» **PROBLEM**
The line containing "Readme: the locator spots each instance of the bare" marks where to begin; quote it and every line after it through the end of the data, exactly as written.

━━━━━ MATERIAL SUPPLIED

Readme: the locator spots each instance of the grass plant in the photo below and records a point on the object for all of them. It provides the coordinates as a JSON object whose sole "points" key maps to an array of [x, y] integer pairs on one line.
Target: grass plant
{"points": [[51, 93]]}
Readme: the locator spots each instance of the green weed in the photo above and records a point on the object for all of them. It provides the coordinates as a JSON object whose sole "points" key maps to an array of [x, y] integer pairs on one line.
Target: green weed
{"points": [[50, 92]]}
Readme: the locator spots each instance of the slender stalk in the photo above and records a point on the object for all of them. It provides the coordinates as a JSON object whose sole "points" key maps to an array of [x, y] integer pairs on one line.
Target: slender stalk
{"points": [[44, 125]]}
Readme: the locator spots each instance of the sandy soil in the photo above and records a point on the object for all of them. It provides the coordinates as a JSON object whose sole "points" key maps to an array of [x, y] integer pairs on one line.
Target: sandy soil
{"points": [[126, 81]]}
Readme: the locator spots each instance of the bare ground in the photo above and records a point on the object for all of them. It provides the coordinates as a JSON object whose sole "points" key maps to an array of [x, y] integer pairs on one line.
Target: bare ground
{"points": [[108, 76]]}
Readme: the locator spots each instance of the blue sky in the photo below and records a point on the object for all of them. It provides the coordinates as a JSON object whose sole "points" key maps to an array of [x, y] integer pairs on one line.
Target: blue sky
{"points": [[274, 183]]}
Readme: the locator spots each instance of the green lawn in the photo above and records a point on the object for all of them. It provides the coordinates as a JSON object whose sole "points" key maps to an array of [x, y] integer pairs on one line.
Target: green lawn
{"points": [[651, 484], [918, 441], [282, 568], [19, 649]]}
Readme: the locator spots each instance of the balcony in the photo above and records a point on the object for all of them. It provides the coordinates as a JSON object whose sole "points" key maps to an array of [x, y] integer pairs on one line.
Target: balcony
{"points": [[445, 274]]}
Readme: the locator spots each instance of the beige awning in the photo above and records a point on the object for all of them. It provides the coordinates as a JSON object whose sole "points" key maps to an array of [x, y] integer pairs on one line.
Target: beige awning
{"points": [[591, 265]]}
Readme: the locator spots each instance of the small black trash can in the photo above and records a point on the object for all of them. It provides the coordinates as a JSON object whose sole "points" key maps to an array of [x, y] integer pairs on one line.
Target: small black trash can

━━━━━━━━━━

» **ANSWER**
Readme: the locator spots each instance of the bare ground in the photo above and records a point on the object for all of them. It provides the coordinates as a JSON object whose sole "points" key maps to an array of [x, y] integer pairs on one line.
Target: bare ground
{"points": [[108, 76]]}
Readme: the locator spots each instance of the blue sky in the photo below and records a point on the object for all of them. It provides the coordinates as a JSON object whose sole "points" key maps to an array of [x, y] integer pairs on one line.
Target: blue sky
{"points": [[274, 183]]}
Readme: the locator spots each instance of the green lawn in the photo above and records a point on the object for all of them. It provides the coordinates as a JSON object whose sole "points" key maps to an array of [x, y] integer pairs on one line.
Target: green lawn
{"points": [[651, 484], [918, 441], [282, 568], [19, 649]]}
Readme: the locator spots each instance of the balcony in the photo above and records a point on the object for all of them. It provides the coordinates as a JSON object whose sole "points" key maps to an array of [x, y] integer pairs on one line.
Target: balcony
{"points": [[445, 274]]}
Readme: the locator spots each instance of the beige awning in the photo above and records a point on the object for all of them. It provides the coordinates as a JSON object whose sole "points" key maps to an array of [x, y] integer pairs on one line.
Target: beige awning
{"points": [[591, 265]]}
Readme: the locator spots each instance of the small black trash can in the photo above and records a point on the object for all of them. It provides the coordinates as a JSON object whose sole "points" key maps to an array of [x, y] integer pairs on one line.
Target: small black trash can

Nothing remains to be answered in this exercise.